Records for processing =>
◇ ◇ ◇ ◇ ◇

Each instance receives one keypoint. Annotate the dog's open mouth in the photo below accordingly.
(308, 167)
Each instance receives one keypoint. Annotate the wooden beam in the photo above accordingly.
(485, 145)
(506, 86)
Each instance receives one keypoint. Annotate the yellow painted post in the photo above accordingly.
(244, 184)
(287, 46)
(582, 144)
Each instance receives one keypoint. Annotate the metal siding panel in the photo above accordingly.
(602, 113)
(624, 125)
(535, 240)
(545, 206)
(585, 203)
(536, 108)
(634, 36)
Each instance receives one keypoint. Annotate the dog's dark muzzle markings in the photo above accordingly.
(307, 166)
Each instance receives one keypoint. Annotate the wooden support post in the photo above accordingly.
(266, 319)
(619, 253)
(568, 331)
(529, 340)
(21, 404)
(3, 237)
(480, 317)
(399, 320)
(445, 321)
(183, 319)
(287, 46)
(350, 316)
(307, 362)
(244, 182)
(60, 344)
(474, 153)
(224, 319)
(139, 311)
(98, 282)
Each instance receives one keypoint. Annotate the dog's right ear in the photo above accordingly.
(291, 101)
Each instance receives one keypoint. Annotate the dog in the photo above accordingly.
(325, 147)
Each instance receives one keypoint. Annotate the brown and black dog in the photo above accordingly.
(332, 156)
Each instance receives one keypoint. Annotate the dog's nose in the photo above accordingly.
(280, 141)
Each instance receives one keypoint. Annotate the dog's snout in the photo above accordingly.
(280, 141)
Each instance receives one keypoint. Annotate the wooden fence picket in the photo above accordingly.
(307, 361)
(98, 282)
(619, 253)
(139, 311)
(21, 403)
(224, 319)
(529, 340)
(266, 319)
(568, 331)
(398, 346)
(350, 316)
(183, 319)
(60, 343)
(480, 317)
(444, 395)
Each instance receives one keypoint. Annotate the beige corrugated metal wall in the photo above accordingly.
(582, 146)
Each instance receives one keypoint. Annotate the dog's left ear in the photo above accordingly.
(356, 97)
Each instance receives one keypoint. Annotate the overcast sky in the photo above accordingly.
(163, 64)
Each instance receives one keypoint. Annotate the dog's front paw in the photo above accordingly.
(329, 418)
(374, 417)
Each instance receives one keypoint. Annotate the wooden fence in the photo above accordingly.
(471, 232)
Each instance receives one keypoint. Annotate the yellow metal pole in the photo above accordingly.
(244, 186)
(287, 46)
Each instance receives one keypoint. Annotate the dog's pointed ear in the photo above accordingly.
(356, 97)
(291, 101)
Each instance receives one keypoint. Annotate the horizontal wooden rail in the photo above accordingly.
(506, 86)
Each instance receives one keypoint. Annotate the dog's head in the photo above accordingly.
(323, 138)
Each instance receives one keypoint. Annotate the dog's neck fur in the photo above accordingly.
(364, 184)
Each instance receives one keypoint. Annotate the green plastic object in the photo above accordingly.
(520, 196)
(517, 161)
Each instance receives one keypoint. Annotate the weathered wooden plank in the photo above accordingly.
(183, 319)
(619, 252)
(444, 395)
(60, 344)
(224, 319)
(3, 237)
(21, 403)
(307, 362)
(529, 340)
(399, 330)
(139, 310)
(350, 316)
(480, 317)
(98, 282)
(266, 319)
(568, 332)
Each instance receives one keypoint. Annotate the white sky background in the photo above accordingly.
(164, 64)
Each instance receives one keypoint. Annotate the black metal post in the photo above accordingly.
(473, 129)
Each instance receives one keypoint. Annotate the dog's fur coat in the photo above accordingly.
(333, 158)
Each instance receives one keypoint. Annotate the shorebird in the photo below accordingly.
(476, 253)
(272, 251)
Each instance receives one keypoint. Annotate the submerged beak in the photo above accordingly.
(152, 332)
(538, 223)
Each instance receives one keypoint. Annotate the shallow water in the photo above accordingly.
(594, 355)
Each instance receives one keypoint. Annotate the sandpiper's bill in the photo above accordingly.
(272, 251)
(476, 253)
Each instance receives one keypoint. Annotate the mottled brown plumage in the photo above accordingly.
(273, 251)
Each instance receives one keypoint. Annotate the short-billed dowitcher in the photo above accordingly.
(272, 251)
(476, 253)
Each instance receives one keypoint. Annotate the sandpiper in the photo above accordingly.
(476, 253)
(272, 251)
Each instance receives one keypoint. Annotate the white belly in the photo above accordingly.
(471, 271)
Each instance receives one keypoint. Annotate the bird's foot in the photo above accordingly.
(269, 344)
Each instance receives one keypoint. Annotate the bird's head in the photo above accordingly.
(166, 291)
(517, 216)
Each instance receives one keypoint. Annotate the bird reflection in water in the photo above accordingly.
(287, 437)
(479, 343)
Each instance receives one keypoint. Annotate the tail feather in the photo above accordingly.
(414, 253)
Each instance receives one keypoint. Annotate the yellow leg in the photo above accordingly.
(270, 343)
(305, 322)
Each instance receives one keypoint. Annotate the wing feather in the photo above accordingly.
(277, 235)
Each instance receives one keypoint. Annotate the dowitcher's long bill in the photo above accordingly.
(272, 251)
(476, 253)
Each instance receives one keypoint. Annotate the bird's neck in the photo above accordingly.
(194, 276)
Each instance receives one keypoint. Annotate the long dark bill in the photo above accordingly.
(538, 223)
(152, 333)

◇ ◇ ◇ ◇ ◇

Goal => Output the records exactly, including every line.

Result of the exercise =>
Each instance receives one keypoint. Annotate the dog's open mouth in the photo below accordingly.
(308, 167)
Each instance receives one keypoint. Annotate the wooden beam in the photo above accordingly.
(485, 145)
(506, 86)
Each instance receives one keypoint. Annotate the yellow painted post in the photo above accordingly.
(244, 184)
(287, 46)
(582, 144)
Each instance receives one keypoint. Annotate the metal siding panel in the photo above accordingly.
(602, 113)
(624, 125)
(535, 240)
(545, 206)
(585, 203)
(536, 108)
(634, 36)
Each instance receives one keypoint. Annotate the dog's dark muzzle markings in the photo above accordingly.
(307, 166)
Each instance receives one keypoint. Annotate the wooden support post in the photo above accordingly.
(266, 319)
(619, 253)
(568, 331)
(529, 340)
(21, 404)
(3, 237)
(480, 317)
(399, 320)
(445, 321)
(183, 319)
(287, 46)
(350, 316)
(307, 362)
(244, 182)
(60, 344)
(474, 153)
(224, 319)
(139, 311)
(98, 282)
Each instance receives one keypoint. Annotate the dog's right ear in the photo above accordingly.
(291, 101)
Each instance receives one keypoint. Annotate the dog in the photo above accordingly.
(325, 147)
Each instance receives one keypoint. Annotate the brown and black dog in the photo above accordingly.
(332, 156)
Each instance receives one keypoint. Annotate the dog's nose in the photo above accordingly.
(280, 141)
Each instance receives one keypoint. Annotate the dog's snout in the photo above accordingly.
(280, 141)
Each instance receives one keypoint. Annotate the wooden fence picket in the photo above accordingly.
(307, 361)
(98, 282)
(619, 253)
(139, 311)
(21, 403)
(224, 319)
(529, 340)
(266, 319)
(568, 331)
(398, 346)
(350, 316)
(183, 319)
(60, 343)
(480, 317)
(444, 395)
Each instance receives one keypoint. Annotate the beige corrugated metal wall in the photo above accordingly.
(582, 146)
Each instance receives one keypoint. Annotate the dog's left ear in the photo above accordingly.
(356, 97)
Each instance receives one keypoint. Annotate the overcast sky in the photo above accordingly.
(163, 64)
Each instance receives one keypoint. Annotate the dog's front paw in the photo above accordingly.
(329, 418)
(374, 417)
Each instance receives one keypoint. Annotate the wooden fence in the photo above accordingly.
(471, 232)
Each instance receives one keypoint. Annotate the yellow metal pole in the photo above accordingly.
(244, 186)
(287, 46)
Each instance receives one keypoint. Annotate the dog's pointed ear in the photo above accordingly.
(356, 97)
(291, 101)
Each instance receives one keypoint. Annotate the horizontal wooden rail in the photo above accordingly.
(506, 86)
Each instance receives one keypoint. Annotate the dog's head in the photo above accordingly.
(323, 138)
Each instance receives one keypoint. Annotate the dog's neck fur in the photo above accordingly.
(364, 184)
Each instance receives one keypoint. Annotate the green plastic object in the photo above accordingly.
(520, 196)
(517, 161)
Each instance receives one keypoint. Annotate the weathered wooden plank in the photo above accordingly.
(183, 319)
(619, 252)
(444, 395)
(60, 344)
(224, 319)
(3, 237)
(21, 403)
(307, 362)
(529, 340)
(399, 330)
(139, 310)
(350, 316)
(480, 317)
(98, 282)
(266, 319)
(568, 332)
Each instance receives one keypoint. Annotate the white sky background in the photo above accordingly.
(164, 64)
Each instance receives one keypoint. Annotate the black metal post in the photo above accordingly.
(473, 129)
Each instance receives one keypoint. Annotate the dog's fur coat in the photo above accordingly.
(333, 158)
Each instance receives one keypoint. Annotate the shorebird in the photo below accordingly.
(476, 253)
(272, 251)
Each instance receives one keypoint. Annotate the submerged beak in the photo above accordingly.
(152, 332)
(538, 223)
Each instance receives one keypoint. Annotate the shallow water in the photo above accordingly.
(594, 355)
Each instance receives one keypoint. Annotate the sandpiper's bill in the photo above accordingly.
(272, 251)
(476, 253)
Each instance receives one keypoint. Annotate the mottled brown plumage in the photo above accordingly.
(273, 251)
Each instance receives one keypoint. Annotate the short-billed dowitcher in the photo above accordingly.
(272, 251)
(476, 253)
Each instance receives one keypoint. Annotate the sandpiper in the photo above accordingly.
(476, 253)
(272, 251)
Each instance receives one keypoint. Annotate the white belly in the photo above accordingly.
(471, 271)
Each instance receives one keypoint. Annotate the bird's foot in the photo above accordingly.
(269, 344)
Each instance receives one keypoint. Annotate the bird's head in the photo above accordingly.
(166, 291)
(517, 216)
Each instance receives one keypoint. Annotate the bird reflection in water in the photo above accordingly.
(287, 437)
(479, 343)
Each instance receives one keypoint. Annotate the tail feather in the photo above accordingly.
(414, 253)
Each instance receives one keypoint. Annotate the yellow leg in the photo above accordingly.
(270, 343)
(305, 322)
Each instance receives one keypoint. Annotate the wing feather in the photo above accordingly.
(277, 235)
Each instance receives one keypoint. Annotate the dowitcher's long bill in the photo above accordingly.
(272, 251)
(476, 253)
Each instance receives one keypoint. Annotate the bird's neck in the photo above accordingly.
(194, 276)
Each instance receives one keypoint. Annotate the long dark bill in the photo above accordingly.
(538, 223)
(152, 333)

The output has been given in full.